▶ [Text section]
......
Manisha Chiman, the executive head: liability underwriting at SHA Risk Specialists, said personal injury claims were increasing in severity with each passing year.

“Looking at SHA’s own statistics, the average intimated values for personal injury (slip-and-trip) claims have risen from R172600 to R270690 between 2016 and 2018. This essentially means that the value of claims by individuals who sustained injuries on an insured’s property, grew by over 56percent in a space of two years.”

Chiman said one of the main reasons for this rising litigation risk was that the public has become more aware of their rights in personal injury cases.

“In addition, claims for pain and suffering are becoming progressively larger and are often inflated, while claims for future loss of earnings tend to be exaggerated.”

However, where claims were obviously inflated and likely to be dismissed or greatly reduced, businesses could still face crippling monetary losses.

“From what we have seen, the cost of adequate legal defence has gone up by between 8 percent and 10 percent annually in recent years. When considering the inflationary effect that legal costs have on liability cases that routinely take three to five years to reach settlement, this represents a potentially catastrophic monetary loss for the uninsured business.”

Chiman said another area of concern was the role of litigation funders and attorneys in driving these claims.

“The average South African consumer cannot afford the costs associated with pursuing a claim in court, especially against large corporations. However, recent years have witnessed a major increase in the popularity of litigation funders.”

She said individuals paid a premium to these entities in return for the promise that they would fund the costs of legal representation, in the event that the policyholder requires it. “The concept may appear to be advantageous for all the parties involved: the insurer, insured and the legal representative.
......
▶ [Data]
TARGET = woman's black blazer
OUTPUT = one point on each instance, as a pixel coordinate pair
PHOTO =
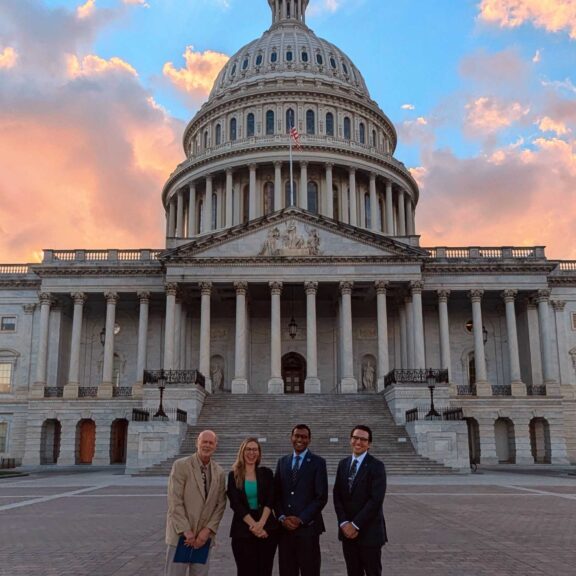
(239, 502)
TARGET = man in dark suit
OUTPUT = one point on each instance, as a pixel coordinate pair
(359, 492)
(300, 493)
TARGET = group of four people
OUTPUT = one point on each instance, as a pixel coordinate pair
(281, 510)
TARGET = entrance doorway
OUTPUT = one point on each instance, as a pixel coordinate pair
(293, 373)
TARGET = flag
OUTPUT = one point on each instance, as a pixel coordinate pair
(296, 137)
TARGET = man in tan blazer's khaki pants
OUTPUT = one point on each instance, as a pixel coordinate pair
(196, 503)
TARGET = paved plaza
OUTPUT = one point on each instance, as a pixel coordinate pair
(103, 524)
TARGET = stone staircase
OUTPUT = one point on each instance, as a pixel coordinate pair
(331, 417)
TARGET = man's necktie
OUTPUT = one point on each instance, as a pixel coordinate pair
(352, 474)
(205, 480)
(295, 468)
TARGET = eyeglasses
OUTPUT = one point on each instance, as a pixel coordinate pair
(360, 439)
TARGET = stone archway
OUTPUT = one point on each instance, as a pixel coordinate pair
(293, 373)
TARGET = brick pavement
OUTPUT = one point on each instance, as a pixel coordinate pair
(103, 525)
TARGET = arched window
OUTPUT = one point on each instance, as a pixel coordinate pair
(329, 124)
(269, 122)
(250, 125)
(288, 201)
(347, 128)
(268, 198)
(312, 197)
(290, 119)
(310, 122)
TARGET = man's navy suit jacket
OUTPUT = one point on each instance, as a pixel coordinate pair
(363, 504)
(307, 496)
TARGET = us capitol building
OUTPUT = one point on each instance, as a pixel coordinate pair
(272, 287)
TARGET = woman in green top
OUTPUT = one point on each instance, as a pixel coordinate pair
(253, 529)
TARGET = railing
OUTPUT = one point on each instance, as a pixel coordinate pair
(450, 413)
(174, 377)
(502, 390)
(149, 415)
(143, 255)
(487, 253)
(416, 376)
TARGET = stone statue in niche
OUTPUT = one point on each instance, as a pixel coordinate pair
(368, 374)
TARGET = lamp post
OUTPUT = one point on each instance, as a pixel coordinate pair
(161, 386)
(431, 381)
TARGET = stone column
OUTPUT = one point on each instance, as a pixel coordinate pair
......
▶ [Required actions]
a: In the personal injury claims text, how much has the cost of adequate legal defence gone up each year in recent years?
b: Translate this sentence from the personal injury claims text into Spanish: "Chiman said another area of concern was the role of litigation funders and attorneys in driving these claims."
The items come from a separate source.

▶ [Completed exercise]
a: It has gone up by between 8 percent and 10 percent annually.

b: Chiman dijo que otra área de preocupación era el papel de los financiadores de litigios y los abogados en el impulso de estas reclamaciones.